ZU ERLEDIGENDE AUFGABEN:
1. Übertrage aus dem Textauszug wortgetreu den Abschnitt, der mit den Worten „Die Autorin ruft“ einsetzt und mit „selbstgerecht zu sein!“ schließt.
2. Nenne sämtliche Personen, die im Textauszug namentlich erwähnt werden.

Was ist gewonnen, fragt sich Crispin, wenn Frauen, die sich laut und stolz zum Feminismus bekennen, in der Freizeit Pole-Dancing-Kurse besuchen, misogynen Rap hören oder Republikaner wählen – während eine künstlerisch eigenständige Musikerin wie Björk dafür angefeindet wird, dass sie sich nicht als Feministin bezeichnen mag?

Das Buch

Jessa Crispin: „Warum ich keine Feministin bin. Ein feministisches Manifest“. Übers. v. Conny Lösch. Suhrkamp, Berlin 2018. 145 Seiten, 12,95 Euro

Crispin kritisiert den Bekenntniskult unter jungen Feministinnen. „Es sollte uns nicht um Bekehrung gehen, sondern darum, auf die Wünsche und Bedürfnisse von Frauen zu hören, die sich möglicherweise von unseren unterscheiden“, etwa muslimischen Frauen, von denen verlangt werde, zu übernehmen, was westliche Feministinnen als wertvoll empfinden: „Unabhängigkeit, Erfolg und Sexualität“. Darüber, ob der Feminismus einer überwiegend weißen, bürgerlichen Mittelschicht überhaupt glücklich macht, werde nicht geredet, beklagt sie. Auch nicht darüber, was die Bewegung in ihrer jetzigen Form Frauen zu bieten habe.

Vergiftetes Geschenk

Die Einladung zur „Selbstermächtigung“ – für die Autorin nur ein neoliberaler Zwang, sich selbst zu optimieren. Und das Angebot, sich vorzukämpfen in die Komfortzone der patriarchalen Annehmlichkeiten, Macht, Geld und Erfolg? Ein vergiftetes Geschenk, findet Crispin. Nicht jeder persönliche Sieg einer Frau sei auch ein politischer. „Nur weil Frauen Zugang zur Macht bekommen, werden wir keine egalitärere Welt erleben, sondern dieselbe, nur mit mehr Frauen.“

Die Autorin ruft ihren Schwestern zu: Hört auf, euch dem Kapitalismus und dem Patriarchat anzudienen! Zeigt euch solidarisch mit der schwarzen Bürgerrechtsbewegung, mit Frauen, die einen geringeren Bildungsstand und ein geringeres Einkommen haben als ihr. Und hört auf, so weinerlich und selbstgerecht zu sein!

BEREITGESTELLTE DATEN:
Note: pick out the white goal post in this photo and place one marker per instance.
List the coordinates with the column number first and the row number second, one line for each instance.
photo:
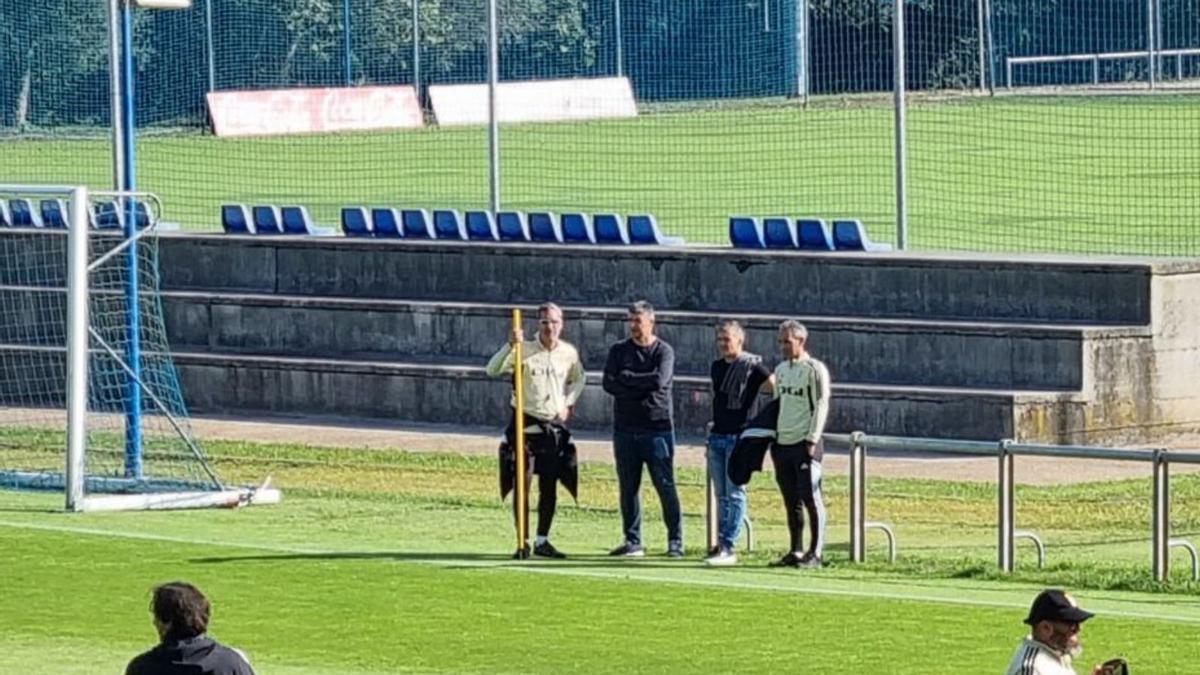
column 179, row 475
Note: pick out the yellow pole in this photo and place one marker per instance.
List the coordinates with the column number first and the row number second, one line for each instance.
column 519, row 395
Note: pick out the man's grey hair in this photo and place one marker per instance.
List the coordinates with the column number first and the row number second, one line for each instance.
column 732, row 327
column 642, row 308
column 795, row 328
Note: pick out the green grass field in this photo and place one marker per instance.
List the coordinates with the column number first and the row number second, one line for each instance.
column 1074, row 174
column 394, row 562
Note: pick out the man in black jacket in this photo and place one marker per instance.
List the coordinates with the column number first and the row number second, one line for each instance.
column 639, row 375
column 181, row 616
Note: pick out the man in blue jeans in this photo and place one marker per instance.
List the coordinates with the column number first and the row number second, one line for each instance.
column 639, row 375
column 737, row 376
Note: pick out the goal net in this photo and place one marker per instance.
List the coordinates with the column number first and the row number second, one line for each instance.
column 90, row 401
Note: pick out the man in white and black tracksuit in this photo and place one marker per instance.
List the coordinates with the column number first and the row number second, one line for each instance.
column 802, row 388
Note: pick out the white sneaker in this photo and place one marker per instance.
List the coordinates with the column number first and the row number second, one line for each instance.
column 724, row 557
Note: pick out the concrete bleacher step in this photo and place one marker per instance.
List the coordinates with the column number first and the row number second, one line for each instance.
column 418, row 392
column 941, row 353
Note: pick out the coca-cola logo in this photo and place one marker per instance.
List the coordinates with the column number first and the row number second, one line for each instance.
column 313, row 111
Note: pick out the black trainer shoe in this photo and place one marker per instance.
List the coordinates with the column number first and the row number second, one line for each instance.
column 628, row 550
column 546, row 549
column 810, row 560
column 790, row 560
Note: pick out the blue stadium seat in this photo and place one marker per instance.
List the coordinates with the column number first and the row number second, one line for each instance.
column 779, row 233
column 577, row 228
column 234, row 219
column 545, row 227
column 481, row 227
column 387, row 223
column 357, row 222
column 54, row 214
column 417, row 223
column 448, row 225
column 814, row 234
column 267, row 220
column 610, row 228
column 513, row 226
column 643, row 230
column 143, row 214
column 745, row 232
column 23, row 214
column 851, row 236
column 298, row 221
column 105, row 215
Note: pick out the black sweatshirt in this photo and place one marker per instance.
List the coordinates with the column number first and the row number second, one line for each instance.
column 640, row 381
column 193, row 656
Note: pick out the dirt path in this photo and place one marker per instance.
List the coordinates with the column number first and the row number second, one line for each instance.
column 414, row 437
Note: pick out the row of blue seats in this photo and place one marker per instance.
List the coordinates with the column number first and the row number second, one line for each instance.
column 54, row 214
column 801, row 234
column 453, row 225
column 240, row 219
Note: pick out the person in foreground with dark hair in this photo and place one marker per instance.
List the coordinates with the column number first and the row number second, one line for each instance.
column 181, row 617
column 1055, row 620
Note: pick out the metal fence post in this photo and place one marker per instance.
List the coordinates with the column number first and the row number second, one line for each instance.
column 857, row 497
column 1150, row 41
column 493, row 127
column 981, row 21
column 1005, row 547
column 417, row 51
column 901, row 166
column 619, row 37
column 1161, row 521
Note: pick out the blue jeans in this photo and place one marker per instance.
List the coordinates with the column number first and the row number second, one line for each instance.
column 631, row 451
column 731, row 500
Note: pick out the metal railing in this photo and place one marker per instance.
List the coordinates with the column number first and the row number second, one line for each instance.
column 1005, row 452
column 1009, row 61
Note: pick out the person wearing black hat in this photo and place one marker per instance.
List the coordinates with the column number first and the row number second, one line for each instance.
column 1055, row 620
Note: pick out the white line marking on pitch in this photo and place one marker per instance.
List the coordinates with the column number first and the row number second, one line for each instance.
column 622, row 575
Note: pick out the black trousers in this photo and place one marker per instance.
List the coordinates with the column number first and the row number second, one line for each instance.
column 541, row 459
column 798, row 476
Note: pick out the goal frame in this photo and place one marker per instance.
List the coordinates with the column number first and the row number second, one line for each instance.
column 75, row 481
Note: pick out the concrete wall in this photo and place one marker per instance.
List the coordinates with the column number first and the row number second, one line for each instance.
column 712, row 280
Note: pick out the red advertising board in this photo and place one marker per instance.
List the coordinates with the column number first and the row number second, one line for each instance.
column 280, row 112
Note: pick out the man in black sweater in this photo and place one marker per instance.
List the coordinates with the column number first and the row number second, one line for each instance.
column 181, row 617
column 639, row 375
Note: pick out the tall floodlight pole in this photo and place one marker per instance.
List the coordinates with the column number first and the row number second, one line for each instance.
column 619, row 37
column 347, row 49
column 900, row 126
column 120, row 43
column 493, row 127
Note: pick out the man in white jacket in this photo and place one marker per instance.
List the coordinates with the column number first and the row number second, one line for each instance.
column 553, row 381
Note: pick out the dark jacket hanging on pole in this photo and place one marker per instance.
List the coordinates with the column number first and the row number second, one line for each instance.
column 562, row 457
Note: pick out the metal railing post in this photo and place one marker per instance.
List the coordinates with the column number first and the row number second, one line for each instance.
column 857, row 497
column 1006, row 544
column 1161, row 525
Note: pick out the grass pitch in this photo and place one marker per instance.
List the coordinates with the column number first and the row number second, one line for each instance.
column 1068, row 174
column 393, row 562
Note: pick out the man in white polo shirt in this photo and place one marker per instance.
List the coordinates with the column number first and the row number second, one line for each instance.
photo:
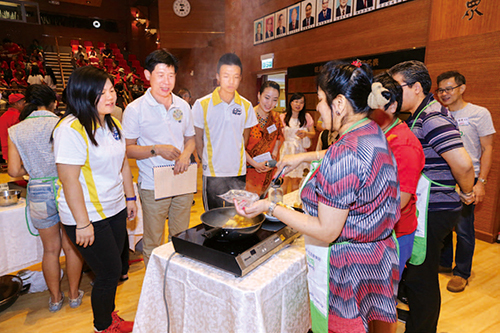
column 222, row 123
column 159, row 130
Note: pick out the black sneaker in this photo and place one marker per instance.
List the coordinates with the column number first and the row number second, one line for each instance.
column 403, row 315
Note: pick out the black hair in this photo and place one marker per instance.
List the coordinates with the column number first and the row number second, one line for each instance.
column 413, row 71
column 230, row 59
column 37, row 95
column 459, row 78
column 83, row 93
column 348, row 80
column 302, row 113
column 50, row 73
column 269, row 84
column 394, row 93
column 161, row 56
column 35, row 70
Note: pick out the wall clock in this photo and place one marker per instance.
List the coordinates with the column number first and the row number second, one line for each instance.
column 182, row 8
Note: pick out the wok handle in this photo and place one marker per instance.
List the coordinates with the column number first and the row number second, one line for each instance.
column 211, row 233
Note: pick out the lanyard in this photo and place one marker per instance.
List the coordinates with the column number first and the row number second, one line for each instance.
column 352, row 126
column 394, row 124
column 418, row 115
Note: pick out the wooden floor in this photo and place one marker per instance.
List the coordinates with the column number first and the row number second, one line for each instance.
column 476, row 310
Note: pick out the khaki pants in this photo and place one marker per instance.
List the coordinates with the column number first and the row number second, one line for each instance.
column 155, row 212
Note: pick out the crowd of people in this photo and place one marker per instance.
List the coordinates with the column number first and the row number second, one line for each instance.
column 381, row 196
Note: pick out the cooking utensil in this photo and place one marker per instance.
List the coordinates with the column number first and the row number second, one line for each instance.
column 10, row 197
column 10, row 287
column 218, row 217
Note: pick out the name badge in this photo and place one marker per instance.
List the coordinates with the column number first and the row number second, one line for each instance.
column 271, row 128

==

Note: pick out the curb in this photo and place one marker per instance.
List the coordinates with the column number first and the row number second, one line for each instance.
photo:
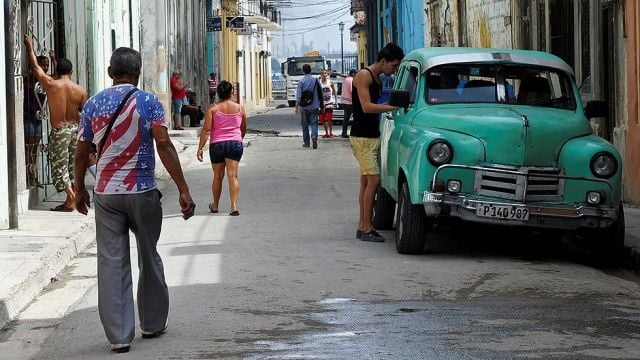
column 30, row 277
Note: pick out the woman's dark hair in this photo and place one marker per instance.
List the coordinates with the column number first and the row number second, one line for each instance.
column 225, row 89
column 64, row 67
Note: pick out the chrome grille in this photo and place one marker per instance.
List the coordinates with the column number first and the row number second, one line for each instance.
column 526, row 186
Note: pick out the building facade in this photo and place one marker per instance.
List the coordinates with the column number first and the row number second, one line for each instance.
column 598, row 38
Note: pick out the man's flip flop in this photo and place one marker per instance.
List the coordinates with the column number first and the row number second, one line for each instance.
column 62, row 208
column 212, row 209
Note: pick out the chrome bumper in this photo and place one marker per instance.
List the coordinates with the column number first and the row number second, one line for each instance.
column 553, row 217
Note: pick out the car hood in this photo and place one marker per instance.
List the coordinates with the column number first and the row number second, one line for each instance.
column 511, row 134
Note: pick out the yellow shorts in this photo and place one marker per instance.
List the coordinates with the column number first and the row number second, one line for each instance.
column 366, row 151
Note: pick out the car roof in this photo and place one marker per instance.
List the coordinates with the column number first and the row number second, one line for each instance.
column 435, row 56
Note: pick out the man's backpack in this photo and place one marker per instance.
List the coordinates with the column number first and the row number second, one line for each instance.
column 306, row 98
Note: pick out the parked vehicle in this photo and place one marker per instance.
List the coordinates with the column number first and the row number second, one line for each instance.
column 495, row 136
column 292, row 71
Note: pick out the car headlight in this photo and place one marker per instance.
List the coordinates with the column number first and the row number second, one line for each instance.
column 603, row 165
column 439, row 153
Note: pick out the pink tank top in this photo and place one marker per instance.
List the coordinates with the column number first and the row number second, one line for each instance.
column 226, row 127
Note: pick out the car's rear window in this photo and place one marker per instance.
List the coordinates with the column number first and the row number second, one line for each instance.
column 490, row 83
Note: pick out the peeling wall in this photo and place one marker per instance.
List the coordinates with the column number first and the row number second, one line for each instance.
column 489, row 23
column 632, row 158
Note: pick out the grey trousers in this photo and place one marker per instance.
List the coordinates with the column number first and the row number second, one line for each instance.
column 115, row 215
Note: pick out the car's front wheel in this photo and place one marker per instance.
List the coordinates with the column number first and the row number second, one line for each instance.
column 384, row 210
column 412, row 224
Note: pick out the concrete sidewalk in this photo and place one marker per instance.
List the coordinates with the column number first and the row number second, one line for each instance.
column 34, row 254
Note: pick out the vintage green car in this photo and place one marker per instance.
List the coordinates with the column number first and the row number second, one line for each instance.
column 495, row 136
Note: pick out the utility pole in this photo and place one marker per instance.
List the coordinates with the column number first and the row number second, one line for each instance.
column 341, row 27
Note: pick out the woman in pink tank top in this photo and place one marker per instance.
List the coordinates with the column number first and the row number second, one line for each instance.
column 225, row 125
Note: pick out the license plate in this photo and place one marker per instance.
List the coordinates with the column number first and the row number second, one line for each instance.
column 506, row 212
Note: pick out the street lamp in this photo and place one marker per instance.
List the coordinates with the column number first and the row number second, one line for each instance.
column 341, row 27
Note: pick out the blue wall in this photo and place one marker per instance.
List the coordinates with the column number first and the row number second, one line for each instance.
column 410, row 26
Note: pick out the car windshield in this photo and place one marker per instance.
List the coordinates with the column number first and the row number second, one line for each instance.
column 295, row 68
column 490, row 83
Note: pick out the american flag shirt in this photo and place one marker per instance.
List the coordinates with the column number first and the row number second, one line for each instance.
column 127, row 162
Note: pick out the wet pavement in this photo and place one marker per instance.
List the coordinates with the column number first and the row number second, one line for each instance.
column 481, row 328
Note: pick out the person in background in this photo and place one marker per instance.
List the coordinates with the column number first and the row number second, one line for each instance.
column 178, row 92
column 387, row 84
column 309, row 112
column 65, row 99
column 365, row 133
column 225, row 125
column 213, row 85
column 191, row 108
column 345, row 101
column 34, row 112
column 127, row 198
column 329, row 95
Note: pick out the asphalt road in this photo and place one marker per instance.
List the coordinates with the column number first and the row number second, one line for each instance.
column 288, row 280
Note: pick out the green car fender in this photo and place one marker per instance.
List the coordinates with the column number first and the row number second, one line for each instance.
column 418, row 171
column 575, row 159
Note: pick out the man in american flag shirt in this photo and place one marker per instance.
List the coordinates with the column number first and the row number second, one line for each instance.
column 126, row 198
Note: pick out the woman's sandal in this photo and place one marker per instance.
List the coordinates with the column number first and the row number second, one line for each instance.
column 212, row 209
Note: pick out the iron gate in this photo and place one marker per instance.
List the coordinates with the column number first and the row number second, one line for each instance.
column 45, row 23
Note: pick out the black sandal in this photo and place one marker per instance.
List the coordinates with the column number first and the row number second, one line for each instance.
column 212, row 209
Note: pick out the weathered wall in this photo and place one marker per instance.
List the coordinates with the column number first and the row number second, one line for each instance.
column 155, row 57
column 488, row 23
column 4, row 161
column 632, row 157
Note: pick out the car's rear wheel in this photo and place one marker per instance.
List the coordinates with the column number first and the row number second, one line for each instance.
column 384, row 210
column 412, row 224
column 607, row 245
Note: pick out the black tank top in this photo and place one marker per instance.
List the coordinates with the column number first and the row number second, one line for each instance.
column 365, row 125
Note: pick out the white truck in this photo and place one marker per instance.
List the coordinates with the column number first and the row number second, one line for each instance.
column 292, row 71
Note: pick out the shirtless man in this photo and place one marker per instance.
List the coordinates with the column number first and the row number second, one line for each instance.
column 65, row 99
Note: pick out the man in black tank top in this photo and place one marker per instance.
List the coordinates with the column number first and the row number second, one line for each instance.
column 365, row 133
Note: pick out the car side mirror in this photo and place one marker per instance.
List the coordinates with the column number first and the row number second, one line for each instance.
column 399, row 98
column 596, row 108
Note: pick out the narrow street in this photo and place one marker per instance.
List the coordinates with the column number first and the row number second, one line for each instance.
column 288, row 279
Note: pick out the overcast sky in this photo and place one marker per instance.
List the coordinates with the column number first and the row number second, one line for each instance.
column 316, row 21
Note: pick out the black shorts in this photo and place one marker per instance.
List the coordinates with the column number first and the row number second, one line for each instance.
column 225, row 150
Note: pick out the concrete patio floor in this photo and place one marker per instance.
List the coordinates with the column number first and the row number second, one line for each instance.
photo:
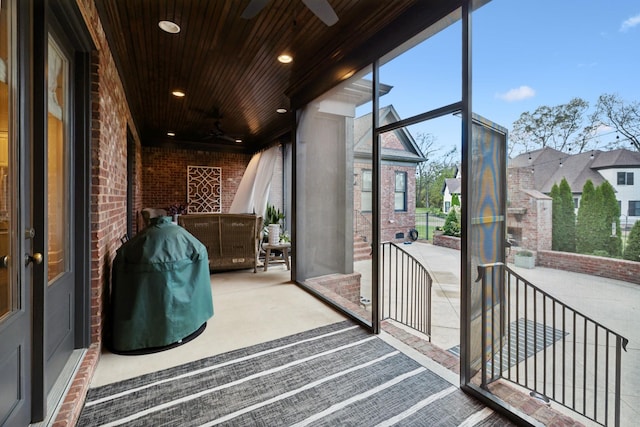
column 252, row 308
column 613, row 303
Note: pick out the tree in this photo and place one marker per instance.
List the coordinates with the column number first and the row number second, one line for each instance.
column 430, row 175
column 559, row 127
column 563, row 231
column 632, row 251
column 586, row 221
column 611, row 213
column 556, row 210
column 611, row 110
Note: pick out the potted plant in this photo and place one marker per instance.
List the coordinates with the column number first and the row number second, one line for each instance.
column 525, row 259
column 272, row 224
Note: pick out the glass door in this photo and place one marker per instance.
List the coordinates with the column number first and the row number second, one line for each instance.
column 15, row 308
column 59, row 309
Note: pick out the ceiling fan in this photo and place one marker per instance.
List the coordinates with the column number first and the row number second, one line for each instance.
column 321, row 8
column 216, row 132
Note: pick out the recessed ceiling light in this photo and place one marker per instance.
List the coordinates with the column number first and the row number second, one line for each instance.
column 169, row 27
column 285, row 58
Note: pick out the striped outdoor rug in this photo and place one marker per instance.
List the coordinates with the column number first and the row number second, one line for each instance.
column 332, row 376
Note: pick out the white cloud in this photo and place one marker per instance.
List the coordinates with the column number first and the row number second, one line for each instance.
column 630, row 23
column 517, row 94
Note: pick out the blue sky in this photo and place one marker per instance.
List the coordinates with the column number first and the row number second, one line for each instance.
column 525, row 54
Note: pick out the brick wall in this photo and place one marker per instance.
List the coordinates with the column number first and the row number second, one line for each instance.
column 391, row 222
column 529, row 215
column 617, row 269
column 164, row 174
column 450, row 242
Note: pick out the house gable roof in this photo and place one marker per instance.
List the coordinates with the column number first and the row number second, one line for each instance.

==

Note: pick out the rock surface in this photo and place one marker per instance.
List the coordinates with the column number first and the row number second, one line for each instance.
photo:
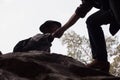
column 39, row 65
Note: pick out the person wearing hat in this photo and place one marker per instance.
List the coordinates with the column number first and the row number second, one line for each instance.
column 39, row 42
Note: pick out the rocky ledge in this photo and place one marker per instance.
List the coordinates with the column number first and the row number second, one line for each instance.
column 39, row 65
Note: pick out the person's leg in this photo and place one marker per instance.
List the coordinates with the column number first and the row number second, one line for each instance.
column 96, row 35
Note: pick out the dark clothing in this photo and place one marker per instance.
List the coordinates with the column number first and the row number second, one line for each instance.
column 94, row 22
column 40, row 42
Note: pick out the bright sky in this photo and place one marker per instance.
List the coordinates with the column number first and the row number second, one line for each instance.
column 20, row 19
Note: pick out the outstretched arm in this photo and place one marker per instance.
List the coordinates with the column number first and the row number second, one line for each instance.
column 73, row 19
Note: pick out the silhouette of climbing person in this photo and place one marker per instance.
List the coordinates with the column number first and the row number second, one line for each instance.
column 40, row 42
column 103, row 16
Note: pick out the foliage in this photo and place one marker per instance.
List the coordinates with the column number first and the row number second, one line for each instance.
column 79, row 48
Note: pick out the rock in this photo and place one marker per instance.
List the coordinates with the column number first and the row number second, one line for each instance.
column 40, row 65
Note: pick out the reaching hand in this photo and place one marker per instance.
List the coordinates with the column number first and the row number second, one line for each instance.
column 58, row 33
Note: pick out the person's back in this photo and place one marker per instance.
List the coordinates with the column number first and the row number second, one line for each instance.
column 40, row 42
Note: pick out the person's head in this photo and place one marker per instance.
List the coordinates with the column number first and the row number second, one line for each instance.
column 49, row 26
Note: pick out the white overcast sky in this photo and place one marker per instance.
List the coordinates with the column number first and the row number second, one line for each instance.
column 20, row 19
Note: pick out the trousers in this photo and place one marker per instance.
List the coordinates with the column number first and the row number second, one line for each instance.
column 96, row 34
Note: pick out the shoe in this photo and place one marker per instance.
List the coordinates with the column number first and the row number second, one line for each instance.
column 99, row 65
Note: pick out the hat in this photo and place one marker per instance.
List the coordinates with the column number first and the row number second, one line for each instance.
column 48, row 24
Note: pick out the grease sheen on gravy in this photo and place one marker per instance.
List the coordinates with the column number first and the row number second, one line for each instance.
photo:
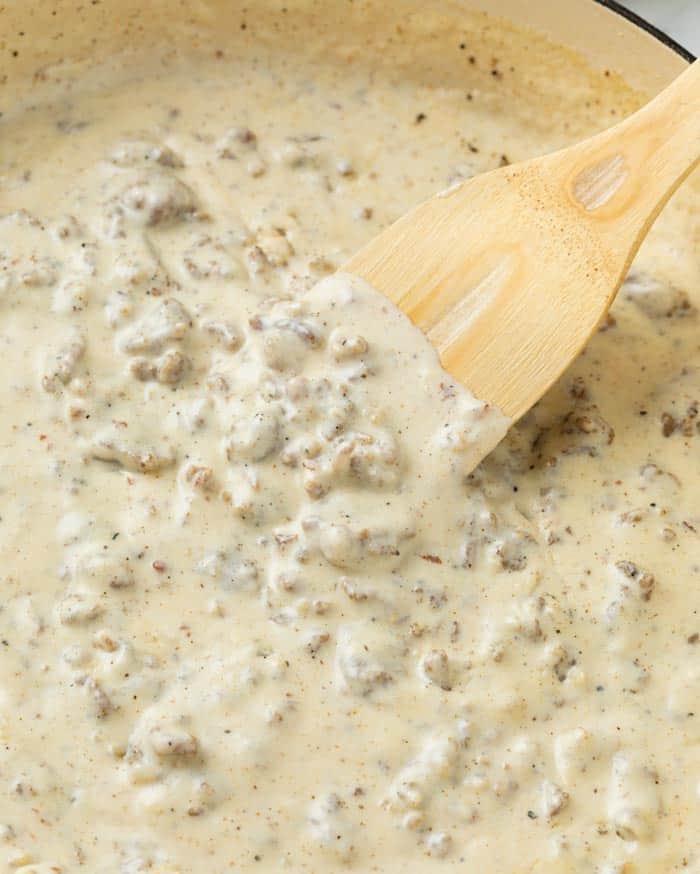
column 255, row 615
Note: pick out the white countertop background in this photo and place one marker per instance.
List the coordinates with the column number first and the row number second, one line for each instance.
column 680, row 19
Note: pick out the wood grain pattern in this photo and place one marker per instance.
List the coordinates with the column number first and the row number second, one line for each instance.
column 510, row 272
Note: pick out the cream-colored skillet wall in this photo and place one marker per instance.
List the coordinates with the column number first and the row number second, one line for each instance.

ERGEBNISSE:
1.
Die Autorin ruft ihren Schwestern zu: Hört auf, euch dem Kapitalismus und dem Patriarchat anzudienen! Zeigt euch solidarisch mit der schwarzen Bürgerrechtsbewegung, mit Frauen, die einen geringeren Bildungsstand und ein geringeres Einkommen haben als ihr. Und hört auf, so weinerlich und selbstgerecht zu sein!

2.
Jessa Crispin
Björk
Conny Lösch